__Exercise__. Pull every line with the word "gray" out of the entries below.

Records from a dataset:
++++++++++

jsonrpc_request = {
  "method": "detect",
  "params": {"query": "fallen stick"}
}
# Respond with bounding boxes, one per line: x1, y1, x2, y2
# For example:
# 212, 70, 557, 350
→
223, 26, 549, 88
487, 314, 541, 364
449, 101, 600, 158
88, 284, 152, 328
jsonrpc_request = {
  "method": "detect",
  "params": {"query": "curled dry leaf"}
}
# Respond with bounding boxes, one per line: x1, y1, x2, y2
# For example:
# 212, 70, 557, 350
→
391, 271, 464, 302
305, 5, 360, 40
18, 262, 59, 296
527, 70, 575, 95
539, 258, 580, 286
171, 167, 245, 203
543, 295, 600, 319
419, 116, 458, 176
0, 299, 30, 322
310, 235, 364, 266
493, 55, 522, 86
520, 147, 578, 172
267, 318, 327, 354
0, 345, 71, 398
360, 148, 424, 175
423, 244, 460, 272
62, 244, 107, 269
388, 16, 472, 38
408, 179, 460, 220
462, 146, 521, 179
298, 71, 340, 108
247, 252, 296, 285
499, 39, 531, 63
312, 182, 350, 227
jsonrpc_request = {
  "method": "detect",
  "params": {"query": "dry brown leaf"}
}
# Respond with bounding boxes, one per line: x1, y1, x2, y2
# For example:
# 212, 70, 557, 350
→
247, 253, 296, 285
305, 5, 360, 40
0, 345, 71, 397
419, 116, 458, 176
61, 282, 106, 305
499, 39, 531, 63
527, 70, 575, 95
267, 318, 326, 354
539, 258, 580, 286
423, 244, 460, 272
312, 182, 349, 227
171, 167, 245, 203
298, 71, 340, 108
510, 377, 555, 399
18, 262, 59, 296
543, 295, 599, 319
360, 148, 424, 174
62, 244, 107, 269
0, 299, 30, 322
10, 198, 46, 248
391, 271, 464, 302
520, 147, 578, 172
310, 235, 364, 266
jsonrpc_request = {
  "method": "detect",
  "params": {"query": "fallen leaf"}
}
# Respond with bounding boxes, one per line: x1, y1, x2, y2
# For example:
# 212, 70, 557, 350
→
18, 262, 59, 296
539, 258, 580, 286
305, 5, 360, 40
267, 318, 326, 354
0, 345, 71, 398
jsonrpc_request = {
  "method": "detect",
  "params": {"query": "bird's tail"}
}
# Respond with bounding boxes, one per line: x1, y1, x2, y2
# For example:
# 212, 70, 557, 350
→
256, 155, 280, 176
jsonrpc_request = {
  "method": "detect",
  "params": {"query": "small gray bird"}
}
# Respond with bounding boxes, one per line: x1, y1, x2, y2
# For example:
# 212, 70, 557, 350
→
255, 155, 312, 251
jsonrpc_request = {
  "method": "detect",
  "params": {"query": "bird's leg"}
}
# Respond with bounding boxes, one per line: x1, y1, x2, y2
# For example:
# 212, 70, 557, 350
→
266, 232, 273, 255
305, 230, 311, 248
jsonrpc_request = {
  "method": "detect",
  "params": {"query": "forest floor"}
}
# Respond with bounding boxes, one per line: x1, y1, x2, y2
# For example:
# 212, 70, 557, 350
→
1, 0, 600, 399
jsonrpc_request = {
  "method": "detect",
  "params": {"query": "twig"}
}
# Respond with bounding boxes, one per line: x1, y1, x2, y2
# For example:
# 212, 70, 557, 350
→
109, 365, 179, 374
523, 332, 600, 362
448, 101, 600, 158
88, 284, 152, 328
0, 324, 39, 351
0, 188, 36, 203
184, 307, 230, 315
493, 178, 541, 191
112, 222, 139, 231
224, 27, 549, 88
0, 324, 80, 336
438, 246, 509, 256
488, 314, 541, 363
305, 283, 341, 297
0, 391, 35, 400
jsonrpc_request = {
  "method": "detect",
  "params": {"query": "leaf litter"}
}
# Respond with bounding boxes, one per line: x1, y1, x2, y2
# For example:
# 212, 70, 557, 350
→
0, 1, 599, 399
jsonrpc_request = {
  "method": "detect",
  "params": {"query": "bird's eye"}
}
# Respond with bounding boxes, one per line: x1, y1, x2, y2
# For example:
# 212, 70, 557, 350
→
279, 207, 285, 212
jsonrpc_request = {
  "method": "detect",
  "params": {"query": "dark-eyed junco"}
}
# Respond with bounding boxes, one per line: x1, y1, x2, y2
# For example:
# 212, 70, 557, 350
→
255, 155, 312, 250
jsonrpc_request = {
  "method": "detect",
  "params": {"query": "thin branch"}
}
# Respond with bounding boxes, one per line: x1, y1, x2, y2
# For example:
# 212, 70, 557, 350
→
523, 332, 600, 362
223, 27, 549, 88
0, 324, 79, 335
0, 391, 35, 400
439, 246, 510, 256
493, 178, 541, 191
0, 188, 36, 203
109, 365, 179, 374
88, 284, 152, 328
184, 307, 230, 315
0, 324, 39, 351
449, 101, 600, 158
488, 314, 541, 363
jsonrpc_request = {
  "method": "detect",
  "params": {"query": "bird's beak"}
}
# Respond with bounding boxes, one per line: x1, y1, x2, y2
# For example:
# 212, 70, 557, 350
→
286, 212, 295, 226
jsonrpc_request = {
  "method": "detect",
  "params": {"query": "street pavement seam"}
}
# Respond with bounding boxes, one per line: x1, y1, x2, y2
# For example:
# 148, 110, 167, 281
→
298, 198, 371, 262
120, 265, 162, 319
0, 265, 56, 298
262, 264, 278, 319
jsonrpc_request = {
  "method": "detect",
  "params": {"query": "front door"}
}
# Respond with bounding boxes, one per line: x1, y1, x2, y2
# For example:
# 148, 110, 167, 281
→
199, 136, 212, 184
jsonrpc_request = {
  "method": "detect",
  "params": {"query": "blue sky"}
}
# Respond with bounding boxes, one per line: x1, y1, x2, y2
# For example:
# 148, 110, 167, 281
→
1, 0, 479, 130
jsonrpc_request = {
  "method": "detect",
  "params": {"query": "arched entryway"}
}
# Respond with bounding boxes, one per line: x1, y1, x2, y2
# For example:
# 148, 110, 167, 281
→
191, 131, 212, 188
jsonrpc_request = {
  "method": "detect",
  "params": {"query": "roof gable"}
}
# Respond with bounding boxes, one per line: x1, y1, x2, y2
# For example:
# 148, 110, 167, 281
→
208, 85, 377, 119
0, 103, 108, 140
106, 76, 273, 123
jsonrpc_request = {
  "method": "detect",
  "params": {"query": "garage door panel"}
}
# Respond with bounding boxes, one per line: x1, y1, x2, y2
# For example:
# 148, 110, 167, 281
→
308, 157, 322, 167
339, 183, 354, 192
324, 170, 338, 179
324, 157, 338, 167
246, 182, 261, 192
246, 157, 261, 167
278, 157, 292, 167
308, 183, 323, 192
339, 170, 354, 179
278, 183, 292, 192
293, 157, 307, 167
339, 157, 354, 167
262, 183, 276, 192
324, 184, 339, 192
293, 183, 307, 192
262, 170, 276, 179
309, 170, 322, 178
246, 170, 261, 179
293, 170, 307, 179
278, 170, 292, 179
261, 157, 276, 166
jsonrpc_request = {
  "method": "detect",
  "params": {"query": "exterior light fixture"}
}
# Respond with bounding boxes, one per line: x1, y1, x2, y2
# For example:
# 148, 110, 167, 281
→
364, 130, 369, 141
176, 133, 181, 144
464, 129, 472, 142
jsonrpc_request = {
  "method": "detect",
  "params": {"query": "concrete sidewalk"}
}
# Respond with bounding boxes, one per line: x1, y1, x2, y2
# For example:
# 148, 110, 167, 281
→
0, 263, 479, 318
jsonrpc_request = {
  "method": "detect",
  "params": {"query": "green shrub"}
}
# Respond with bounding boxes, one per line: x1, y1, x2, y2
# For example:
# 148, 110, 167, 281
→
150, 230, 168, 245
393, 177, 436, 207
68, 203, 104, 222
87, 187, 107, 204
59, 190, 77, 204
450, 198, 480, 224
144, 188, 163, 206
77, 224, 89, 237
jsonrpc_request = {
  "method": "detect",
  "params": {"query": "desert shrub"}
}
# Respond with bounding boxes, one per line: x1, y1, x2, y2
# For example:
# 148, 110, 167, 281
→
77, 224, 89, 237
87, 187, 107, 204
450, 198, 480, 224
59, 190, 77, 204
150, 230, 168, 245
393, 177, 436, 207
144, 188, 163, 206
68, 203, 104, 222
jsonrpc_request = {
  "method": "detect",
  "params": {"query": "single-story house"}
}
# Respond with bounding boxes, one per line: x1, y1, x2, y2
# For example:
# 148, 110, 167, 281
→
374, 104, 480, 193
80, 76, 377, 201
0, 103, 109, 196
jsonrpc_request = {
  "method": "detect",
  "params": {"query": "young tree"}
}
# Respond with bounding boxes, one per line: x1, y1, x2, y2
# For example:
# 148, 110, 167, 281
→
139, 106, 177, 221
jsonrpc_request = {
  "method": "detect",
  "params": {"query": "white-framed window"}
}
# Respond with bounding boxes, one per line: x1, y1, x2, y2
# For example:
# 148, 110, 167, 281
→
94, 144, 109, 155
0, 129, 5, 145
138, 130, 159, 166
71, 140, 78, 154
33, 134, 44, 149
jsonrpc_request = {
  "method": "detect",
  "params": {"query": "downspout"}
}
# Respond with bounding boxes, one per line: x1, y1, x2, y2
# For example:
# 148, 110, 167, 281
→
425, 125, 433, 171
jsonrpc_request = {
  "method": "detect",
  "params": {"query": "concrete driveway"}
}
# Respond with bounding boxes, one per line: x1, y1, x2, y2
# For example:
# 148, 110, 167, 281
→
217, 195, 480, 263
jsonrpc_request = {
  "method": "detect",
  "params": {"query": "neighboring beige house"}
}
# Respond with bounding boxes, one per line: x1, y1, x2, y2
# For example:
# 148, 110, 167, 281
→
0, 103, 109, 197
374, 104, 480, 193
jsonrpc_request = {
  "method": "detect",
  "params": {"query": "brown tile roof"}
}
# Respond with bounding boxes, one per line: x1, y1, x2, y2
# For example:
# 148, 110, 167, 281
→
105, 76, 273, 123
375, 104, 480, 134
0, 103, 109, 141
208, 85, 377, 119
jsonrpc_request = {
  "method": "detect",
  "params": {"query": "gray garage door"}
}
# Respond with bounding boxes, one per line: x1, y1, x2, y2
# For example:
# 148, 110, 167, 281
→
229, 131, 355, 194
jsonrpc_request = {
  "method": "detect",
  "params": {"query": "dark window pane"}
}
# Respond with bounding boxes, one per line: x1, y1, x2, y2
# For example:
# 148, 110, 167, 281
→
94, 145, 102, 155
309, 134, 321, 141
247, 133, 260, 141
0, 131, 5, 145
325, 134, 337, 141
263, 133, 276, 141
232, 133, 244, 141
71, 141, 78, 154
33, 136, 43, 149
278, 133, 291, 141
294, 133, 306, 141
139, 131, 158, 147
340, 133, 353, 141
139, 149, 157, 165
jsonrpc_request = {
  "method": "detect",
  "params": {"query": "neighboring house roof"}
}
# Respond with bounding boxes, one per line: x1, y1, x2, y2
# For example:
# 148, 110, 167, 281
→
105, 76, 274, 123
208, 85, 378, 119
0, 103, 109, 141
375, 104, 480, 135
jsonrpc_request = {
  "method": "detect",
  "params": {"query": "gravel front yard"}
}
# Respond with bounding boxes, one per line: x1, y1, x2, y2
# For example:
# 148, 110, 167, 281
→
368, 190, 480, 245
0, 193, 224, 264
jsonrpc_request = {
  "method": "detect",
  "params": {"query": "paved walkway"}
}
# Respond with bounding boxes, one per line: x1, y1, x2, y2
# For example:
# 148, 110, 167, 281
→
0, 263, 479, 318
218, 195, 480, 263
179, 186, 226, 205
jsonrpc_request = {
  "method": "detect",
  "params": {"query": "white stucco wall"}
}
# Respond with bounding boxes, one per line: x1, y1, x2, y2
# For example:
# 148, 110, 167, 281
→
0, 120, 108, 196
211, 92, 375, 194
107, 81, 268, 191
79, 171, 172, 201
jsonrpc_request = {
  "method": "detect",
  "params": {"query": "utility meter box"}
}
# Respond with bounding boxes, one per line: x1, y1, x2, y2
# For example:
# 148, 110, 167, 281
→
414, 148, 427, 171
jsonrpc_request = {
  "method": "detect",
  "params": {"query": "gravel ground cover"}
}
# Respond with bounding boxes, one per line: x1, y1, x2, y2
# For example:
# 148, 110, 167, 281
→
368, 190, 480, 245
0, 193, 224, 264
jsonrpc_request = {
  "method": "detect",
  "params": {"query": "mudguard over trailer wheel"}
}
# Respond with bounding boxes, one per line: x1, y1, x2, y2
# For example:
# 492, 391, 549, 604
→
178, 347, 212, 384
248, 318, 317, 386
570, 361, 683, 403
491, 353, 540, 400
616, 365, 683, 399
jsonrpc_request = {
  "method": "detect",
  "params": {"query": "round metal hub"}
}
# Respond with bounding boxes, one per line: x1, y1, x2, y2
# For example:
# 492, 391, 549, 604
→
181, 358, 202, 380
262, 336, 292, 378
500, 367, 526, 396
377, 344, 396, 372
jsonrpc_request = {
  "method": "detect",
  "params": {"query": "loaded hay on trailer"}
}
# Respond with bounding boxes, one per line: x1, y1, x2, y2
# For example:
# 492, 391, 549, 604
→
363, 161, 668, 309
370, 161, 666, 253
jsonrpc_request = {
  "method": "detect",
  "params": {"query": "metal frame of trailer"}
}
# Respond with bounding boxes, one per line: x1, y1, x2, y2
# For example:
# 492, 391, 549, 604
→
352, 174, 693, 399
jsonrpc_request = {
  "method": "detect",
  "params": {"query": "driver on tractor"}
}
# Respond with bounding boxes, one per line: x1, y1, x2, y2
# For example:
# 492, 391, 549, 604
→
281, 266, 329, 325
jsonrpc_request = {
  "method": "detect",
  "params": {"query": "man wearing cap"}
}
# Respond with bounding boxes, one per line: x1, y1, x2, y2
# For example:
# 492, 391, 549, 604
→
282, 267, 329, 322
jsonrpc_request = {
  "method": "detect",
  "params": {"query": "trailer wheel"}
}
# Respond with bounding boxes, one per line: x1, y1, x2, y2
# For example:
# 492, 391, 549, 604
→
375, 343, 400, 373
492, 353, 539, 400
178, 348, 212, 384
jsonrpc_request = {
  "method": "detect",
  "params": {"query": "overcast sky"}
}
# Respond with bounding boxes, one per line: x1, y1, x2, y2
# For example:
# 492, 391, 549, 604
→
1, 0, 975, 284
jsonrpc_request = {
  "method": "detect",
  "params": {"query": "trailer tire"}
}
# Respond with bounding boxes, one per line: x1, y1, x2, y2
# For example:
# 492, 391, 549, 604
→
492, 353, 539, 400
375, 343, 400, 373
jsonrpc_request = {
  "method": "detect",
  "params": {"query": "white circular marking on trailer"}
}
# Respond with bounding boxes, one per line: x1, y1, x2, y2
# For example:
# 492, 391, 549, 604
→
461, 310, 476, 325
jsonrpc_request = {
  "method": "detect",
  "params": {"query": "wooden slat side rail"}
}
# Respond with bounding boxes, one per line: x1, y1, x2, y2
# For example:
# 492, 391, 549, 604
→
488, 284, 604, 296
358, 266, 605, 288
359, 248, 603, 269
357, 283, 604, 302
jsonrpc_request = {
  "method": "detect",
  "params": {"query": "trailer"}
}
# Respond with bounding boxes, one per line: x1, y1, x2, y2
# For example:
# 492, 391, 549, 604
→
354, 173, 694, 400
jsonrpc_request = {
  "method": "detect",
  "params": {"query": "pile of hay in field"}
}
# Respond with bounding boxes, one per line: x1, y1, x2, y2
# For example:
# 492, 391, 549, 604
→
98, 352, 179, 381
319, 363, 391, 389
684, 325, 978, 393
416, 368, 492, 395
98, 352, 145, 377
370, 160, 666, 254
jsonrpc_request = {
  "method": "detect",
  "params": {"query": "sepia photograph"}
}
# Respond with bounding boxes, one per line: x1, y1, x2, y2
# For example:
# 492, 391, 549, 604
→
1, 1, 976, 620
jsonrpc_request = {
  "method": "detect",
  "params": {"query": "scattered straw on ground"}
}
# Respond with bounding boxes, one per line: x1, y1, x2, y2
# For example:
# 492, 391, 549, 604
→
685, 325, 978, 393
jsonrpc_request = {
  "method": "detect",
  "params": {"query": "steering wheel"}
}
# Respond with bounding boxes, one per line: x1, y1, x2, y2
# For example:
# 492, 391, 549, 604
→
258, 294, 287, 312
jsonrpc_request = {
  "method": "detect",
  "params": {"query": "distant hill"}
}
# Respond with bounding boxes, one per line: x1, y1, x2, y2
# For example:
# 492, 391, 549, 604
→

++++++++++

__Answer to this exercise__.
  "params": {"query": "small gray bird"}
  "params": {"query": "gray garage door"}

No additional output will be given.